- Task description
Pick out every line of the records that contains the word "golden" and copy each one in full. Treat uppercase and lowercase as distinct, so only exact-case matches count.

- Records for the task
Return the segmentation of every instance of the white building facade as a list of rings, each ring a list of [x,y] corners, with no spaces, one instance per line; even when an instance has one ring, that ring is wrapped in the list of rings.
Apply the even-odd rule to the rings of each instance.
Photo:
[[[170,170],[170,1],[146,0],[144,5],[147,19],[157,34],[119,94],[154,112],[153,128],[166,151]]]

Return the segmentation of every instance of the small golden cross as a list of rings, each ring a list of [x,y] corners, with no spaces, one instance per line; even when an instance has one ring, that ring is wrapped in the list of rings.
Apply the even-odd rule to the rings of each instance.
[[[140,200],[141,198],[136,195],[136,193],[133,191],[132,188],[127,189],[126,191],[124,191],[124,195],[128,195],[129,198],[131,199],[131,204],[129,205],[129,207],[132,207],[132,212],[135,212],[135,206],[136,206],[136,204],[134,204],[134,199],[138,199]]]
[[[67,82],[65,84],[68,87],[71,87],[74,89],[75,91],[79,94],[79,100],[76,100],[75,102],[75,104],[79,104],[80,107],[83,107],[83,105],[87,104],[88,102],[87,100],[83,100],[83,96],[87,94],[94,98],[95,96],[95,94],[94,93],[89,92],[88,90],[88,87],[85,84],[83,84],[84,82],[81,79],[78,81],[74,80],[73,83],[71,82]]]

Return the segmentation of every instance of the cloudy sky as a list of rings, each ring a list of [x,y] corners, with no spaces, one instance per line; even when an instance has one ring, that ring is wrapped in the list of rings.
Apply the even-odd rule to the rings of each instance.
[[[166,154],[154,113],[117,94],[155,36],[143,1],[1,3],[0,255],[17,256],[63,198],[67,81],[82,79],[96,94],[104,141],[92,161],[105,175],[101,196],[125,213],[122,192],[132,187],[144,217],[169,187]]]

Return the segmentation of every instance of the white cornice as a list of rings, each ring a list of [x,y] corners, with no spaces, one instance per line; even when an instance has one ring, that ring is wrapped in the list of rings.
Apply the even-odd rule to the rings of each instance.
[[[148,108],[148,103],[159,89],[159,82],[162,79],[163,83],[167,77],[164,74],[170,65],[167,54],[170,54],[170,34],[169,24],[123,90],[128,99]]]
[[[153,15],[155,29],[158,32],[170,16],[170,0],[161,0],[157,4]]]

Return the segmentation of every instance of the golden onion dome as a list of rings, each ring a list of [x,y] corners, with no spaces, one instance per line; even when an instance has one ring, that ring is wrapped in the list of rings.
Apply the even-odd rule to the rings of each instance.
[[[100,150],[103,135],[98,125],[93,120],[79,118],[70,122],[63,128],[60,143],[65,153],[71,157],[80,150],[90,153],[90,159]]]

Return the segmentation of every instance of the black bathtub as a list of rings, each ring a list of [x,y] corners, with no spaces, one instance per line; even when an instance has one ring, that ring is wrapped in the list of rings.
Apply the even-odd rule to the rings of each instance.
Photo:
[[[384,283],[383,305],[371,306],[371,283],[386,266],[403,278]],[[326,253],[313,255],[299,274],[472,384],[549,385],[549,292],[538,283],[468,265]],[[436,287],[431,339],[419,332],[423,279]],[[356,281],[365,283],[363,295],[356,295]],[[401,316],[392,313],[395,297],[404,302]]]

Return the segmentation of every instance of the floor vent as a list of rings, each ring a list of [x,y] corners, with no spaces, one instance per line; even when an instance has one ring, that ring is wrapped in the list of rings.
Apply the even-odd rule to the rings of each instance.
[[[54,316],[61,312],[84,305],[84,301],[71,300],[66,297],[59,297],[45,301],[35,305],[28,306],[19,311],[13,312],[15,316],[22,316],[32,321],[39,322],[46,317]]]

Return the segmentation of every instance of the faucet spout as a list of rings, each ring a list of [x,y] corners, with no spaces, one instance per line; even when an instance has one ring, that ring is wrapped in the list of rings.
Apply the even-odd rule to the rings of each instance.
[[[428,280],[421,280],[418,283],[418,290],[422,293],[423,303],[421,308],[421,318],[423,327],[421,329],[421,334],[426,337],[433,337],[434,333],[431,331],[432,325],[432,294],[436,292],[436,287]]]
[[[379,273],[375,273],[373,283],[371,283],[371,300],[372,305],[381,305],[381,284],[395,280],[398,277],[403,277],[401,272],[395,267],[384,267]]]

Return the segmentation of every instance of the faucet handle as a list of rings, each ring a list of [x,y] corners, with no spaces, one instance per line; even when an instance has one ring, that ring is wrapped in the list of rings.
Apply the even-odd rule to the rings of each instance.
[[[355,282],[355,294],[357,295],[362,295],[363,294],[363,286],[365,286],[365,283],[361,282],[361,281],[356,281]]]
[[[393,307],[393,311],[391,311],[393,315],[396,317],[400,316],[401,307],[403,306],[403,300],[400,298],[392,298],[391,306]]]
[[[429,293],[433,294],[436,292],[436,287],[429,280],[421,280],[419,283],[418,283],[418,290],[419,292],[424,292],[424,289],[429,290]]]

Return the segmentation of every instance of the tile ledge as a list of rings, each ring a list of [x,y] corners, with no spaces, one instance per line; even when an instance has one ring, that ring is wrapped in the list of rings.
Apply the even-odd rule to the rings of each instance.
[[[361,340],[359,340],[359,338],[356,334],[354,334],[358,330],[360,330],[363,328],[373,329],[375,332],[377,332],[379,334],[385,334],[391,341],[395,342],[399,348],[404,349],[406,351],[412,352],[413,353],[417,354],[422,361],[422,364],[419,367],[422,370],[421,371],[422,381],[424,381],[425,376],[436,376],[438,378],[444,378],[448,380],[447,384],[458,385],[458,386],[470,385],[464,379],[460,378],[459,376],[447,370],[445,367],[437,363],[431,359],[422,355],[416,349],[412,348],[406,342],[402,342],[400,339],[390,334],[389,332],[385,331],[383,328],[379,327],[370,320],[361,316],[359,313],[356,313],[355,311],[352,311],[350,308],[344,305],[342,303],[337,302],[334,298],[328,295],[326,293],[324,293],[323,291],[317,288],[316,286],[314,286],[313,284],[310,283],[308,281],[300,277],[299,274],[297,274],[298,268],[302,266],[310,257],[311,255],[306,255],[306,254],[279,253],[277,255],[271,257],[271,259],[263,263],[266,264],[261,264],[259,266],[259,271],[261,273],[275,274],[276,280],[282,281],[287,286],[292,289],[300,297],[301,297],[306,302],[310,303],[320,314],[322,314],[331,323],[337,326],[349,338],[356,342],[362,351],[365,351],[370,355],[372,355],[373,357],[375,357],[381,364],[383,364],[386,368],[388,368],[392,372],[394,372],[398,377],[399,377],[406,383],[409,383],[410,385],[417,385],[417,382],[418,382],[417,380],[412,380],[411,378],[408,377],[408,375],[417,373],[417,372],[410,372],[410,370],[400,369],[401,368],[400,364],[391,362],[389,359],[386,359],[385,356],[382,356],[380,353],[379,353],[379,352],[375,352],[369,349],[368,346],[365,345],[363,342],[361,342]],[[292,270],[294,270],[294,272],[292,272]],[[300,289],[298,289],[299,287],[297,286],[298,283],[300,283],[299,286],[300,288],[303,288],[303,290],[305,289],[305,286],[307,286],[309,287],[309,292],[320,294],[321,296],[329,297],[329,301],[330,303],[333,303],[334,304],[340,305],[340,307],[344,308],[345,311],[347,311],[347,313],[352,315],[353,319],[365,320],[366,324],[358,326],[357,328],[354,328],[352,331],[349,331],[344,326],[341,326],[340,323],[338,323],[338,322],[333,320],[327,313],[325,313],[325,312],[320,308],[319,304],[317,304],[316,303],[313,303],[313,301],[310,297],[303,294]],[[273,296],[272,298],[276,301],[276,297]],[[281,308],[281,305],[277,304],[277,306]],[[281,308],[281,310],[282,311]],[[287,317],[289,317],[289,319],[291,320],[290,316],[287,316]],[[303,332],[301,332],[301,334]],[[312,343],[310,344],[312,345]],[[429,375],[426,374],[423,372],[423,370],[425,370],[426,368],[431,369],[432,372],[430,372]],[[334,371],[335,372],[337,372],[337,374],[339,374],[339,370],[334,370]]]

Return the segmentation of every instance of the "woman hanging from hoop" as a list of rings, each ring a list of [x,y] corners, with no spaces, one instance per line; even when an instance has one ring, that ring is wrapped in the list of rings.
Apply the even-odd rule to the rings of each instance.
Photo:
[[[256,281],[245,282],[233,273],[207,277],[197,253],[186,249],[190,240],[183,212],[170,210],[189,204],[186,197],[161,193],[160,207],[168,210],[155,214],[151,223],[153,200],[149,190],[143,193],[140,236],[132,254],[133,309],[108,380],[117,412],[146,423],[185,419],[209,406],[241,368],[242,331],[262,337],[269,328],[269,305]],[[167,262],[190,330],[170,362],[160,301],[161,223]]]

- The answer
Return the segmentation of every instance of the small golden cross as a list of rings, each ring a list of [x,y] corners, with no spaces, one instance per line; even when an instance has one ring, that ring is wrapped in the list of rings.
Return the segmentation of every instance of the golden onion dome as a list of rings, each ring a list of [x,y] corners, with no spaces, one instance per line; even when an instance has one ring, that ring is wrapped in the list of rings.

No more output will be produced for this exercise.